• Document segment
/---

The Hill reported “Title II” of the Whistleblower Protection Enhancement Act was completely removed. The section would have “set up whistleblower protections for all intelligence officials that are similar to those that exist for FBI employees, and would have set up a process in the executive branch for reviewing whether security clearances were denied or revoked because of what should be protected disclosure of information under the whistleblower laws.”
According to unnamed House aides, this was coordinated between both Democratic and Republican Party leaders in the house and with the Senate and White House. They decided the language “should not be included in the bill” because they did not have the political will to sort out how to protect national security secrets and also afford intelligence officials protection.
One House representative, Elijah Cummings, did not approve of the removal. ”We need to provide meaningful rights to whistleblowers in the intelligence community and we need to amend the law to allow whistleblowers the ability to go to court and have their case heard by a jury,” Cummings said in a statement. ”I know this bill represents a compromise based on the political realities of today”—the political reality that President Barack Obama and Congress leaders are more concerned with government secrecy than whistleblower rights—”But the fight is not over.”
Tom Devine of the Government Accountability Project noted the Obama administration had “promised to take executive action on national security whistleblower rights.” Evidently, the administration does not intend to take action. They coordinated with Congress to get rid of the section of the bill that would have protected intelligence officials and there has been no indication from the White House that President Obama opposes the stripping of this section.
Originally Intended to Create New Protections for Intelligence Employees
The language that appeared in the bill before it was removed would have prohibited a “personnel action against an intelligence community employee as a reprisal for making a protected whistleblower disclosure” to the Director of National Intelligence (DNI) or an employee designated by the DNI. It would have covered employees at the Central Intelligence Agency (CIA), the Defense Intelligence Agency (DIA), the ODNI, the National Reconnaissance Office (NRO) and other executive agencies recognized by the President as agencies that have “as its principal function the conduct of foreign intelligence or counterintelligence activities.”
In regards to the ability for an intelligence official to appeal decisions to have their security clearance revoked, the bill would have given officials:
… due process protections comparable to those pertaining to [Whistleblower Protection Act] violations, including: an independent and impartial factfinder; notice and the opportunity to be heard, with the opportunity to present relevant evidence and witness testimony; the right to be represented by counsel; a decision based on the record that is developed; and a decision within 180 days unless the employee or former employee and the agency agree to an extension, or unless the impartial fact-finder determines in writing that a greater time period is needed in the interest of fairness or national security…
The Senate, according to a report written by Senator Joseph Lieberman, had intended to restore the “original congressional intent” of the WPA and part of that restoration included “creating new whistleblower protection for intelligence employees and new protections for employees whose security clearance is withdrawn in retaliation for having made legitimate whistleblower disclosures.” It explicitly recognized, as Lieberman put it, “In a post–9/11 world, we must do our utmost to ensure that those with knowledge of problems at our nation’s airports, borders, law enforcement agencies, and nuclear facilities are able to reveal those problems without fear of retaliation or harassment.” It sought to ensure intelligence officials “in a position to disclose wrongdoing that directly affects” US national security would not be left unprotected.

\---

• Exercise details
Rewrite everything from "Tom Devine of" down to "of this section." in the whistleblower protection text, replacing "White House" with "executive branch".

• Data excerpts

/---

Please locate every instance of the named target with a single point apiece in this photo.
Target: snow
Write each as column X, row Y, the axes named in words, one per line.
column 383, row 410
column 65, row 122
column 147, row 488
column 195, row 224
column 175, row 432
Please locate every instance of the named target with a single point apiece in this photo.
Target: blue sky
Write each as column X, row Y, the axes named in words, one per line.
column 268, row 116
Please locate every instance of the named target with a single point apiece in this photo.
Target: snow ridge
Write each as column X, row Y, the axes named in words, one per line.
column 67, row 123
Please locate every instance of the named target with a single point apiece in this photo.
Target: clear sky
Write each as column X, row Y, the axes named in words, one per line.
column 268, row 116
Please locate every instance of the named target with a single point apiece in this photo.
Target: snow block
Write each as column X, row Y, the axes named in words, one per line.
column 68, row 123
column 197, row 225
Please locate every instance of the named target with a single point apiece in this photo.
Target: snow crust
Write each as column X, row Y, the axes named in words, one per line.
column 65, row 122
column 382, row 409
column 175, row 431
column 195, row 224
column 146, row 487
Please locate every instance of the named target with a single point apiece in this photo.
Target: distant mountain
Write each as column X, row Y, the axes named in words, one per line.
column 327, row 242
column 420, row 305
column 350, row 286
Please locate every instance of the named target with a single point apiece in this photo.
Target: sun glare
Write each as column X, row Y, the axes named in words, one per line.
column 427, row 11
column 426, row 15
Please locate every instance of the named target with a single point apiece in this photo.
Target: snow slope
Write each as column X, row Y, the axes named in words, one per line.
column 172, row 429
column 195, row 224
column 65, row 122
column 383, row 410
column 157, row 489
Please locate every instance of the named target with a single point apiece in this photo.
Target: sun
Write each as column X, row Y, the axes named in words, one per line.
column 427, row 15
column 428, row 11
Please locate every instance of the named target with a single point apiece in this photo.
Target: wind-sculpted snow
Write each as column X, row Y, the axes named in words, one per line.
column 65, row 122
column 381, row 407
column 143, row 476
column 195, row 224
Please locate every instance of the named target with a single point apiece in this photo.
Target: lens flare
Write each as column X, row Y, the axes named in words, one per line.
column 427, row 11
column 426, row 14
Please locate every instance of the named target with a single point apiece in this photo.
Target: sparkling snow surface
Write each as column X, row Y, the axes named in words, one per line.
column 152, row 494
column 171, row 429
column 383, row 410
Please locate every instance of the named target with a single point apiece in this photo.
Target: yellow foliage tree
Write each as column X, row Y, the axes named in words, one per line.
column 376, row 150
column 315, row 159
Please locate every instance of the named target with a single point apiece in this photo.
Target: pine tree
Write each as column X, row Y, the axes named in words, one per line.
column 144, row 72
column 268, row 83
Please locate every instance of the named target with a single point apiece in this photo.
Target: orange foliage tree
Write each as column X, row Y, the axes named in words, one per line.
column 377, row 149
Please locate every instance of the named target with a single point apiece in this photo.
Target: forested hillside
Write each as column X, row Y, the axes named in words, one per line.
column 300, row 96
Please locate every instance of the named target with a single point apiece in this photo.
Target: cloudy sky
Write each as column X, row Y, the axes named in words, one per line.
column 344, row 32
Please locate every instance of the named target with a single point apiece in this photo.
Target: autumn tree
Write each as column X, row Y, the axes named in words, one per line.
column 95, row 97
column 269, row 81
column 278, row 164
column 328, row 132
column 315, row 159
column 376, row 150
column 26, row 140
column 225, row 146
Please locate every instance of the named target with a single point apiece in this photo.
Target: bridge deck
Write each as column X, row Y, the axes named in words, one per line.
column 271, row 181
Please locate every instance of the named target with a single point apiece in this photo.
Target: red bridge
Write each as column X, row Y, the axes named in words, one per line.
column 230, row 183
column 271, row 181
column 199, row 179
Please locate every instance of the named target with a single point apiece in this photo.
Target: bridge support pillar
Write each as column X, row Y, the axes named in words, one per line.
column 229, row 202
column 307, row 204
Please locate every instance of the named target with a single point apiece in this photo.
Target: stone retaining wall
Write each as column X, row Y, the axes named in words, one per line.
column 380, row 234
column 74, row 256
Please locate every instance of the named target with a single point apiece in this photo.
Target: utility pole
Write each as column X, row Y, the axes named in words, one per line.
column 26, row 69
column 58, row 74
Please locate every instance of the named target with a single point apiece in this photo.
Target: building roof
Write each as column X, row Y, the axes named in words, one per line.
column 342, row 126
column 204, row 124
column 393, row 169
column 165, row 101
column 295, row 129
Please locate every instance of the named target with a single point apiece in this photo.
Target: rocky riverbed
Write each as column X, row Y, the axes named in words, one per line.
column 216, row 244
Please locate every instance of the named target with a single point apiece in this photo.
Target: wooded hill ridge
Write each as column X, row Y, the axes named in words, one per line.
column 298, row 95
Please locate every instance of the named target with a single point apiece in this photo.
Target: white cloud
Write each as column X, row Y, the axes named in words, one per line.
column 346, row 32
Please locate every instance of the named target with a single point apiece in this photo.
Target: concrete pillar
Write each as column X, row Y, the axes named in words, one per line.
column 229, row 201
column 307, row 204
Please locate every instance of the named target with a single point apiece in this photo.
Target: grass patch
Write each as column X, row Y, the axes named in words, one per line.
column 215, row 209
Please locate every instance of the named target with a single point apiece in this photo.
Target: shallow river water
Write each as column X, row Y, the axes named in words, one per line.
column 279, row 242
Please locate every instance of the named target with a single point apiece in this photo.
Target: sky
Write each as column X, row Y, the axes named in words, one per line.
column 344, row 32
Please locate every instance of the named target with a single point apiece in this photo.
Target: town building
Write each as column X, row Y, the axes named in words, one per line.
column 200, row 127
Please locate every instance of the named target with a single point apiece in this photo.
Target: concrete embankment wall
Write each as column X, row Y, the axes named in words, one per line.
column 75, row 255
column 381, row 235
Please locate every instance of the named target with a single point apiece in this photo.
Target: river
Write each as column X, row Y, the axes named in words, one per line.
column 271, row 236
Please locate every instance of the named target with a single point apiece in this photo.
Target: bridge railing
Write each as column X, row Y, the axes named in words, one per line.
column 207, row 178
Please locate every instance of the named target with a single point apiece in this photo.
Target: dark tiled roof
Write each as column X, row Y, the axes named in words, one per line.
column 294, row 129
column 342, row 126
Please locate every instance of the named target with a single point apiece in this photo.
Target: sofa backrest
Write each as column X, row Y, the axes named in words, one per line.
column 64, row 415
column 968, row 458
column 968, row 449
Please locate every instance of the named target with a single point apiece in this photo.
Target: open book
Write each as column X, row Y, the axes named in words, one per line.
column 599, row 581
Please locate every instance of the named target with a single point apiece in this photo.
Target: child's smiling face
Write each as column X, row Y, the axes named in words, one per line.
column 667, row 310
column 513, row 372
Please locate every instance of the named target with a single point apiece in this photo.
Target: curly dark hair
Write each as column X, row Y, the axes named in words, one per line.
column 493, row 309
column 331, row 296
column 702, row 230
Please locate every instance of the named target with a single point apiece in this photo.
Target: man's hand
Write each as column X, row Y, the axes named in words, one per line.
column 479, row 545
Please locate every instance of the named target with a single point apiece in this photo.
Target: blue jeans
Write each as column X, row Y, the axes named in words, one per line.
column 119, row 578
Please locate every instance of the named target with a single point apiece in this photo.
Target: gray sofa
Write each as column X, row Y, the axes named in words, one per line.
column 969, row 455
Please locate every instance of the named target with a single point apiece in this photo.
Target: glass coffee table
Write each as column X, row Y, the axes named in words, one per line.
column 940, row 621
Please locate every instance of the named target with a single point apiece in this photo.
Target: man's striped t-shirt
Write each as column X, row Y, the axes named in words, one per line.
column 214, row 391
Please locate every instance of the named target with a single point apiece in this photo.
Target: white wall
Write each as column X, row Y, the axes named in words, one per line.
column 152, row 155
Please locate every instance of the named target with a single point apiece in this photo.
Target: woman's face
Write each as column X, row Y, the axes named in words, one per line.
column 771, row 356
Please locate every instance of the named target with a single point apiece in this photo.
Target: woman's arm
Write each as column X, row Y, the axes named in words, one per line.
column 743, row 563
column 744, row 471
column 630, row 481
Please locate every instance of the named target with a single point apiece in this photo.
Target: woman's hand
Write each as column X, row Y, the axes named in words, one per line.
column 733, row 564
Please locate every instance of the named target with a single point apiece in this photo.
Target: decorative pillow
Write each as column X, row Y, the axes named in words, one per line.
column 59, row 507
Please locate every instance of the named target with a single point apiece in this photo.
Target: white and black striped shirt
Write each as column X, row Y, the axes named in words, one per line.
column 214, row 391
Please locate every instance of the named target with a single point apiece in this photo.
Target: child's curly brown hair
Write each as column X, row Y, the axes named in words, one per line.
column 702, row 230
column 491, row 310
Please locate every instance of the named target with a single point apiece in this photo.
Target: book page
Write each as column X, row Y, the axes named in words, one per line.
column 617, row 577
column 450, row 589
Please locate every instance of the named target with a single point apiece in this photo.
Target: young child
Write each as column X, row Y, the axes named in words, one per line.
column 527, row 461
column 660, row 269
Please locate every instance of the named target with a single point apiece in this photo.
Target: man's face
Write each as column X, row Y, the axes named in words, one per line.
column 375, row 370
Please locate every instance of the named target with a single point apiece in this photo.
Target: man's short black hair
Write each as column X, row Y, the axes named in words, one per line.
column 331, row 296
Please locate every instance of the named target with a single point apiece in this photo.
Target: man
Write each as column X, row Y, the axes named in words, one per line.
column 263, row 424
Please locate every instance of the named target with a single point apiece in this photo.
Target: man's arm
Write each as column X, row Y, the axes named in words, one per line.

\---

• Result
Tom Devine of the Government Accountability Project noted the Obama administration had “promised to take executive action on national security whistleblower rights.” Evidently, the administration does not intend to take action. They coordinated with Congress to get rid of the section of the bill that would have protected intelligence officials and there has been no indication from the executive branch that President Obama opposes the stripping of this section.